Point annotation records:

---

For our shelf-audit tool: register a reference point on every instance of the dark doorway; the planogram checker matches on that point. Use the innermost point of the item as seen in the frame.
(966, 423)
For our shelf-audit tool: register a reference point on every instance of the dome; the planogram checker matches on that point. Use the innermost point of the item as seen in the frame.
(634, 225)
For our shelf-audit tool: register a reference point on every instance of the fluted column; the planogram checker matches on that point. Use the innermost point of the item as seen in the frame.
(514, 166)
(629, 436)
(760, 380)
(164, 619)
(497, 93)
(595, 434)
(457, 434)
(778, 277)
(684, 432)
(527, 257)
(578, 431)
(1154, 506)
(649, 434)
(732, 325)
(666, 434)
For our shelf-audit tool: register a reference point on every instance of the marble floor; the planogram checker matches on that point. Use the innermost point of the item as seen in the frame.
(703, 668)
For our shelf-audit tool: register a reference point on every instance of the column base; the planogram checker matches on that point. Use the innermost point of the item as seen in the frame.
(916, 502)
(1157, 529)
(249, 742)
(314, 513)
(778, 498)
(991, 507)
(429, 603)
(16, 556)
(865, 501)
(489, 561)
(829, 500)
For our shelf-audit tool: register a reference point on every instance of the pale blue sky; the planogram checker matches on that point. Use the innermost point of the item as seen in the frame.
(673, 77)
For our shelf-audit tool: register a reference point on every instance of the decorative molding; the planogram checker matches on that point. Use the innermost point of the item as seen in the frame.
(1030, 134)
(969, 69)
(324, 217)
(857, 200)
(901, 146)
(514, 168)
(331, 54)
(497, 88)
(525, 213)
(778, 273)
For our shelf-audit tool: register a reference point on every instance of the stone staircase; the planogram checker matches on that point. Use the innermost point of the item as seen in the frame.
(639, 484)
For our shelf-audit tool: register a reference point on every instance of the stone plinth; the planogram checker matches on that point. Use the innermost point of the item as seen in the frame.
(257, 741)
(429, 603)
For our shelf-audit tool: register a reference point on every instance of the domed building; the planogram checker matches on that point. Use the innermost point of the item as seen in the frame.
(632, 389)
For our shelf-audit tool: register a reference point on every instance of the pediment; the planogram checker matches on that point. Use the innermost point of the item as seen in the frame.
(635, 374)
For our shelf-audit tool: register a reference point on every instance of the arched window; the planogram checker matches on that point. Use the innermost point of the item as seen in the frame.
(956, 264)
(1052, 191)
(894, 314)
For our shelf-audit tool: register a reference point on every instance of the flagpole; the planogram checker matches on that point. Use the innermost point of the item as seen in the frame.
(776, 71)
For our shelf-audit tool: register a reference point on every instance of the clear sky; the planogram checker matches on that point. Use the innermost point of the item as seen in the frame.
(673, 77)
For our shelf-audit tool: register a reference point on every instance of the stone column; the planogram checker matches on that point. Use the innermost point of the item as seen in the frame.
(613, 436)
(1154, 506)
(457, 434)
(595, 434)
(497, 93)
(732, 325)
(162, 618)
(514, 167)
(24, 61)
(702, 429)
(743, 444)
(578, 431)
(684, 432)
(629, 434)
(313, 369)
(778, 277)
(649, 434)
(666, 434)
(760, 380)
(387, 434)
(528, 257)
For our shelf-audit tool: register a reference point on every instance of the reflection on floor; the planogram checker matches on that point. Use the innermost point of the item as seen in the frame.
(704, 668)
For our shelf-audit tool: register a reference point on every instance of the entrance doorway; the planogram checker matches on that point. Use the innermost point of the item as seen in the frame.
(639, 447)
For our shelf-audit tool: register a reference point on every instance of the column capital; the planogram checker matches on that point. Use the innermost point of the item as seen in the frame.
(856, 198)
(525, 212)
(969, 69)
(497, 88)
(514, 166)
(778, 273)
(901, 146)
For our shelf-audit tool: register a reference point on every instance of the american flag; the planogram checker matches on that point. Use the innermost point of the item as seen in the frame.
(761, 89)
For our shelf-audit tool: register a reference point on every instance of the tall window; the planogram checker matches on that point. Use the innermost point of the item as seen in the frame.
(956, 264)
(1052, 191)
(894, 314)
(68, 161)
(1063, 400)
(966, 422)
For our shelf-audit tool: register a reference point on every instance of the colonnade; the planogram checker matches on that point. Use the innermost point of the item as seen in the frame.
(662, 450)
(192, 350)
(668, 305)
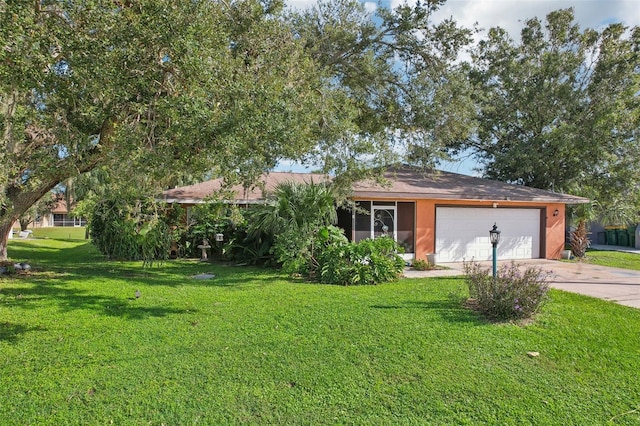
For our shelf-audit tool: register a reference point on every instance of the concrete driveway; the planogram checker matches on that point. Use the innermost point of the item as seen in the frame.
(617, 285)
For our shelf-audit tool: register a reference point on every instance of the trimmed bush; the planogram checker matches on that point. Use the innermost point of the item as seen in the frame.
(422, 265)
(370, 261)
(514, 293)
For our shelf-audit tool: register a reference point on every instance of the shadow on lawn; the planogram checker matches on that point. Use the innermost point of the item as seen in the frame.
(33, 297)
(450, 310)
(11, 332)
(83, 261)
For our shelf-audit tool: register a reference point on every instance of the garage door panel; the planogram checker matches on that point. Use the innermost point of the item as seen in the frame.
(463, 233)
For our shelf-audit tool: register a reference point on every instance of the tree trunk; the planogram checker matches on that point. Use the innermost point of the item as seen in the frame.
(5, 228)
(24, 224)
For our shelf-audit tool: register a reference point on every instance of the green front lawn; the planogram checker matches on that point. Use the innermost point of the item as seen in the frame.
(251, 346)
(616, 259)
(57, 232)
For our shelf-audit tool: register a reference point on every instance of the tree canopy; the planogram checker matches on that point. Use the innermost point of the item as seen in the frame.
(144, 87)
(163, 89)
(560, 108)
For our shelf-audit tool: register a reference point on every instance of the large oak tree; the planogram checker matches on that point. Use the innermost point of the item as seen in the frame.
(144, 87)
(559, 109)
(157, 88)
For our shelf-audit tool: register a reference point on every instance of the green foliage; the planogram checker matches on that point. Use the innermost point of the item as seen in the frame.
(389, 79)
(162, 89)
(579, 239)
(558, 109)
(513, 294)
(209, 219)
(294, 215)
(127, 228)
(370, 261)
(252, 347)
(421, 265)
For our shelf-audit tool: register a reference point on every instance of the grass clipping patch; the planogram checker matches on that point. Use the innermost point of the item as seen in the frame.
(514, 294)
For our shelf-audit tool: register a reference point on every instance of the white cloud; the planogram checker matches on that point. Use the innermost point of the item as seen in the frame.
(370, 6)
(511, 14)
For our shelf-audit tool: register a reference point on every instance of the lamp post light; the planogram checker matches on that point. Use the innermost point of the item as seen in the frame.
(494, 236)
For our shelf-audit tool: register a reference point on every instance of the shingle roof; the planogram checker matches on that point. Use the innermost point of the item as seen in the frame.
(410, 183)
(403, 183)
(194, 194)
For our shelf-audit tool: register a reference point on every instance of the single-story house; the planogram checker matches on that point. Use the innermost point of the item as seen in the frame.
(59, 215)
(445, 213)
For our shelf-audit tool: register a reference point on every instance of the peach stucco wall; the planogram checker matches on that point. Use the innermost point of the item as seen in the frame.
(551, 245)
(552, 241)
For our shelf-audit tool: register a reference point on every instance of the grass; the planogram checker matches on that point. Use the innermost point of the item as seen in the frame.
(58, 232)
(616, 259)
(251, 346)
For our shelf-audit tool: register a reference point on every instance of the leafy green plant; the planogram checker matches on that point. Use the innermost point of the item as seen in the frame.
(209, 219)
(129, 228)
(370, 261)
(422, 265)
(513, 294)
(294, 215)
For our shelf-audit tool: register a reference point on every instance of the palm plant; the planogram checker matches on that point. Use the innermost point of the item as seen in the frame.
(294, 214)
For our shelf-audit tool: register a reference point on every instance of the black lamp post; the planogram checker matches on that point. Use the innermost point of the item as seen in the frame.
(494, 236)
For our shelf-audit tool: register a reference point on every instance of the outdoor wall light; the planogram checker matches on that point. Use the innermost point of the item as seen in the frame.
(494, 236)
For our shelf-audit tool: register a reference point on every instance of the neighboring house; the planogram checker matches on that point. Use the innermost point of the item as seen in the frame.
(58, 216)
(624, 236)
(443, 213)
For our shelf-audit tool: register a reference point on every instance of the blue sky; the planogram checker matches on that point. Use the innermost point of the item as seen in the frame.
(510, 15)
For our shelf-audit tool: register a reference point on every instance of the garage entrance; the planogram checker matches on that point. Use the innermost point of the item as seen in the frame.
(462, 233)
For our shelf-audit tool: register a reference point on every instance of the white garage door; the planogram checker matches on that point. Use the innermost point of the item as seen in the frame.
(463, 233)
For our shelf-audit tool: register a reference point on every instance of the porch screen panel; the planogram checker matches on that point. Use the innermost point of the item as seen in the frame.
(363, 221)
(406, 226)
(345, 222)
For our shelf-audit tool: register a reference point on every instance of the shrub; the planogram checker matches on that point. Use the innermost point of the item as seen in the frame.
(422, 265)
(513, 294)
(206, 220)
(129, 228)
(370, 261)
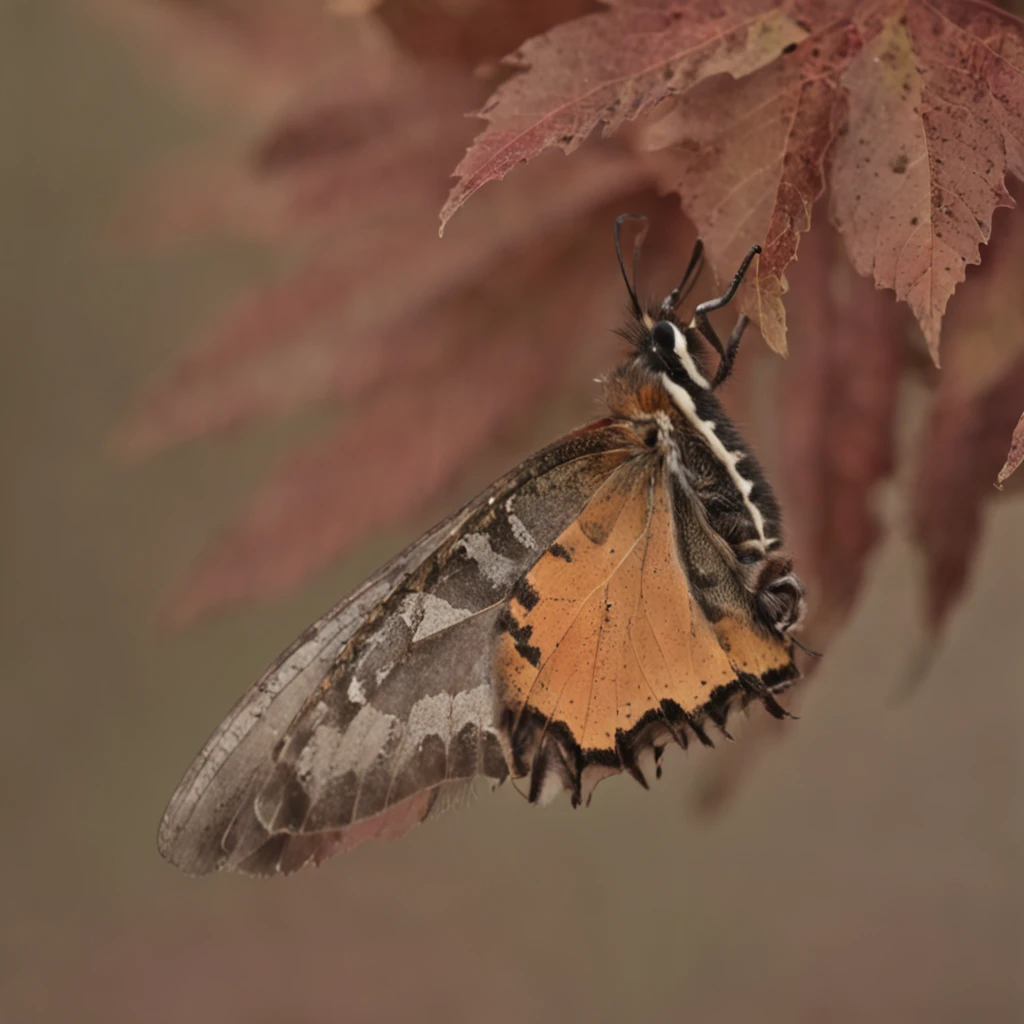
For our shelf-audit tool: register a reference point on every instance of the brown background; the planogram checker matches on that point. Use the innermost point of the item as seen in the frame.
(869, 869)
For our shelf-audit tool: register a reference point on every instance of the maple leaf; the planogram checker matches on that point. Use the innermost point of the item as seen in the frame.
(924, 100)
(838, 398)
(976, 408)
(609, 68)
(747, 158)
(936, 120)
(351, 168)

---

WHAT THE TASK REQUIRES:
Extract only the lines from the line containing "of the black" through the final line of the listing above, unchanged; pictures stay out of the copy.

EXPECTED OUTPUT:
For our shelf-audit tool: register a reference point on every instance of the black lamp post; the planogram checker matches on that point. Use the innermost point of the item as seen in the frame.
(494, 236)
For our shelf-audit tool: register a reference point on every instance of the outdoor wall light; the planogram checker matches on that point. Use the innermost point of the item as seen in the frame.
(494, 236)
For our shelf-audit tool: register a reference point on every instance of the neighboring house; the planogram checker matches on that point. Use the innermost point of the item as seen in the frame.
(58, 216)
(624, 236)
(443, 213)
For our shelf-audit tool: register a reference point on every instance of the blue sky; the planogram checker matches on that point. Use the innermost point of the item as seen in the frame.
(510, 15)
For our shelf-audit tool: register a reference point on every instance of the garage entrance; the planogram checker matches on that point. Use the innermost point of the item as seen in the frame.
(462, 233)
For our shelf-audit tool: register a reference point on every instance of the white garage door; the planogram checker matches on that point. Use the innermost point of the item as seen in the frame.
(463, 233)
For our shelf-audit tool: register a reference point on every instance of the porch screen panel; the planogram checker matches on that point. Use the innermost point of the item as seen in the frame.
(363, 221)
(406, 226)
(345, 222)
For our shelf-audit tool: register a reference point on every instance of the shrub; the planogram checker matches on that point. Use the innermost point of the item as seen in the frame.
(422, 265)
(513, 294)
(206, 220)
(129, 228)
(370, 261)
For our shelf-audit tool: register a reference point on every instance of the brown background; the planogram checker matches on that point. Use the innermost point of the item as seen in the frame.
(869, 869)
For our shelf-audit tool: register a reference point on every instance of the maple leaf; the planogram checker matches on that point. Use the innermost point of the item as seen in the frame.
(924, 100)
(838, 398)
(976, 408)
(609, 68)
(747, 158)
(936, 120)
(351, 168)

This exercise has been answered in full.